**TASK DETAILS**
List every line of the items below as a numbered list, and leave out blank lines.
+++ DATA ENTRIES
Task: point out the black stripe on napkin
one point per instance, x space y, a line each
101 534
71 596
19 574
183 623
++++++
**EXERCISE RESULT**
1. Task: point out the black stripe on napkin
2. one point per instance, x space y, a line each
3. 101 534
4. 71 596
5. 19 574
6. 183 623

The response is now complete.